### Material
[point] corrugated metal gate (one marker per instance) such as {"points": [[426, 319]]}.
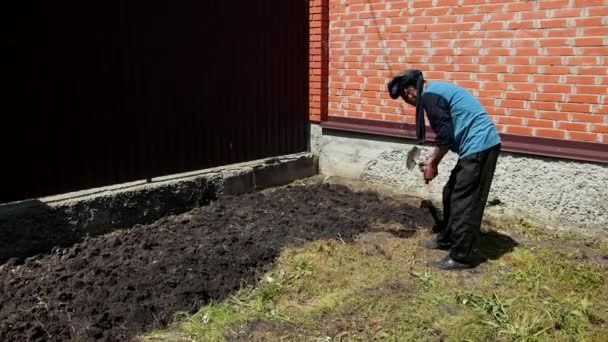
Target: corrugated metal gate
{"points": [[110, 91]]}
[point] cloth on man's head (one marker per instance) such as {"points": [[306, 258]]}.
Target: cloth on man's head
{"points": [[408, 78], [405, 79]]}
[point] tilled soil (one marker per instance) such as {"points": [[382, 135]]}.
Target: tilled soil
{"points": [[113, 287]]}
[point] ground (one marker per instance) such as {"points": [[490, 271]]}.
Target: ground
{"points": [[310, 261]]}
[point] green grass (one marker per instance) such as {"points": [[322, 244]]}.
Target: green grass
{"points": [[383, 290]]}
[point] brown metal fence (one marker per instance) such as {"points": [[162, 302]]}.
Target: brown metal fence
{"points": [[104, 92]]}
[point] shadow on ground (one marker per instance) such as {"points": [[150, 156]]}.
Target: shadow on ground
{"points": [[493, 245]]}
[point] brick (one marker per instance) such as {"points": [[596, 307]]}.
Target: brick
{"points": [[584, 136], [548, 60], [520, 95], [543, 105], [591, 118], [524, 113], [586, 3], [553, 115], [580, 80], [587, 89], [550, 133], [591, 99], [513, 77], [524, 69], [572, 126], [553, 42], [599, 128], [596, 31], [520, 6], [557, 88], [534, 15], [520, 24], [594, 51], [540, 123], [591, 70], [548, 4], [598, 11], [567, 12], [549, 97], [508, 120], [519, 130], [512, 103]]}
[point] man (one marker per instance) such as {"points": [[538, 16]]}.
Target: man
{"points": [[463, 126]]}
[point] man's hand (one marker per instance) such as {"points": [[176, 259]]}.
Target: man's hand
{"points": [[429, 170]]}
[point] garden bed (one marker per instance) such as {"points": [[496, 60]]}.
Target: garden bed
{"points": [[115, 286]]}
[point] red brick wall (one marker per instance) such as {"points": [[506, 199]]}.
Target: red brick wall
{"points": [[539, 67], [319, 32]]}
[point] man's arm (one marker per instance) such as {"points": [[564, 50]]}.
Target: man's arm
{"points": [[438, 112], [438, 153]]}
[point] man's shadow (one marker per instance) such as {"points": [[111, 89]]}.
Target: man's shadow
{"points": [[492, 244]]}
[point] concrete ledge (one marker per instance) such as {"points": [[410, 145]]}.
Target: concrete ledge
{"points": [[36, 226]]}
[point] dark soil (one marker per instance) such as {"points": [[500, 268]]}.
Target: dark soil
{"points": [[113, 287]]}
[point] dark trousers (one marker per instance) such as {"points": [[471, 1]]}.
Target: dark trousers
{"points": [[464, 201]]}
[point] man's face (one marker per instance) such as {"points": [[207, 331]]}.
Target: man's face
{"points": [[409, 95]]}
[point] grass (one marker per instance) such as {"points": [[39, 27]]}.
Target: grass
{"points": [[381, 289]]}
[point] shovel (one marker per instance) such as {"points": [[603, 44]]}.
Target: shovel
{"points": [[413, 159]]}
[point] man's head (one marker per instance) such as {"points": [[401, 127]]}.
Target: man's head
{"points": [[405, 85], [409, 85]]}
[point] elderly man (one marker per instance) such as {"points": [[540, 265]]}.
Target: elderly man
{"points": [[463, 126]]}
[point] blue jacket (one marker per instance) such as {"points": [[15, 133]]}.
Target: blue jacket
{"points": [[460, 122]]}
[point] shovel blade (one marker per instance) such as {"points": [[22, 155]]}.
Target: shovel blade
{"points": [[412, 158]]}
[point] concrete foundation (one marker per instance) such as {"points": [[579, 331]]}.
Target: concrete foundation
{"points": [[36, 226], [559, 193]]}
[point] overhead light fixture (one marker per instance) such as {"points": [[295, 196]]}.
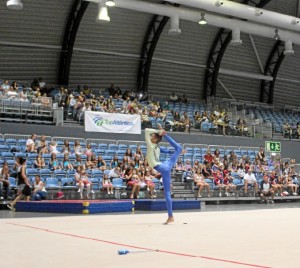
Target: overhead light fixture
{"points": [[295, 21], [276, 36], [219, 3], [14, 4], [102, 13], [288, 48], [174, 26], [258, 12], [236, 37], [202, 21], [110, 3]]}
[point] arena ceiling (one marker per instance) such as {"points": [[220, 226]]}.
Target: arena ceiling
{"points": [[61, 41]]}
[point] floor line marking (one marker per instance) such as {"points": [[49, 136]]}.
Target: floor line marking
{"points": [[138, 247]]}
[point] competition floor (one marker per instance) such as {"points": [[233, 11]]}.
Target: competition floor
{"points": [[217, 236]]}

### Your goal
Rewrite the data above, replacing every occurrence of "one marker per instance" with "one point per instance" and changing nothing else. Leave the pictures out of the output.

### Exercise result
[point] corrugated metal gate (one point per instance) such as {"points": [[426, 319]]}.
Target: corrugated metal gate
{"points": [[110, 91]]}
[point] cloth on man's head (one point per instance) such as {"points": [[306, 258]]}.
Target: cloth on man's head
{"points": [[408, 78], [405, 79]]}
[point] tilled soil (one point per instance) such as {"points": [[382, 135]]}.
Target: tilled soil
{"points": [[113, 287]]}
[point] ground (one point per instance) such as {"points": [[490, 271]]}.
Target: ground
{"points": [[310, 261]]}
[point] green grass (one point per instance) such as {"points": [[322, 244]]}.
Target: green grass
{"points": [[383, 290]]}
[point] brown metal fence (one point per instance) such as {"points": [[162, 302]]}.
Target: brown metal fence
{"points": [[104, 92]]}
[point] shadow on ground (one point per instance) such as {"points": [[150, 156]]}.
Target: shadow on ground
{"points": [[493, 245]]}
[point] brick (one point per instance) such as {"points": [[596, 307]]}.
Target: brick
{"points": [[584, 136], [548, 60], [520, 95], [543, 105], [591, 118], [524, 113], [586, 3], [553, 115], [580, 80], [587, 89], [550, 133], [591, 99], [513, 77], [524, 69], [572, 126], [553, 42], [599, 128], [596, 31], [520, 6], [557, 88], [534, 15], [520, 24], [594, 51], [540, 123], [591, 70], [548, 4], [598, 11], [567, 12], [549, 97], [508, 120], [519, 130], [512, 103]]}
[point] man (one point per instance) such as {"points": [[538, 16]]}.
Target: man
{"points": [[463, 126]]}
[point] man's hand (one point per instance) such as {"points": [[176, 259]]}.
Target: man's hand
{"points": [[429, 170]]}
[point] garden bed (one point per instance) such as {"points": [[496, 60]]}.
Target: garden bed
{"points": [[115, 286]]}
[point] red brick wall (one point per instance) such as {"points": [[506, 199]]}.
Target: red brick wall
{"points": [[539, 67], [319, 32]]}
[point] man's arm (one point per instance) such as {"points": [[564, 50]]}.
Target: man's arm
{"points": [[438, 112], [438, 153]]}
[point] man's shadow (one point per instance) such as {"points": [[111, 89]]}.
Target: man's shadow
{"points": [[492, 244]]}
[point] concrete ledge (one point per instance) such as {"points": [[410, 145]]}.
Target: concrete ledge
{"points": [[36, 226]]}
[point] dark soil (one point per instance) such as {"points": [[500, 268]]}.
Target: dark soil
{"points": [[113, 287]]}
[point] dark trousers (one point per instance) such as {"points": [[471, 1]]}.
Target: dark trousers
{"points": [[464, 201]]}
[point] man's face (one point per instance) such as {"points": [[207, 331]]}.
Target: man's face
{"points": [[409, 95]]}
[point] grass (one point per instance) such as {"points": [[39, 27]]}.
Target: grass
{"points": [[381, 289]]}
[point] shovel (one point per instance) such as {"points": [[603, 44]]}.
Target: shovel
{"points": [[413, 159]]}
[point] man's head (one point per instance) such as {"points": [[401, 127]]}.
Target: man's head
{"points": [[405, 85], [409, 85]]}
[point] elderly man (one point per instance) such as {"points": [[540, 265]]}.
Target: elderly man
{"points": [[463, 126]]}
[point] blue jacket (one point per instance) such as {"points": [[15, 133]]}.
Target: blue jacket
{"points": [[460, 122]]}
[point] shovel blade (one point per instance) such as {"points": [[22, 155]]}.
Target: shovel blade
{"points": [[412, 158]]}
[point] concrete foundation (one point per instance) such as {"points": [[579, 331]]}.
Target: concrete foundation
{"points": [[36, 226], [559, 193]]}
[point] overhead light fixture (one point per instance) such as {"points": [[295, 196]]}.
Target: overhead light fixture
{"points": [[295, 21], [276, 36], [219, 3], [14, 4], [102, 13], [288, 48], [174, 26], [258, 12], [236, 37], [202, 21], [110, 3]]}
[point] arena ceiling (one point per instance) such as {"points": [[220, 226]]}.
Target: arena ceiling
{"points": [[61, 41]]}
[point] floor line marking (one point per instance) such as {"points": [[49, 136]]}.
Target: floor line marking
{"points": [[138, 247]]}
[point] competition floor (one point per instance) such as {"points": [[233, 11]]}.
Target: competition floor
{"points": [[217, 236]]}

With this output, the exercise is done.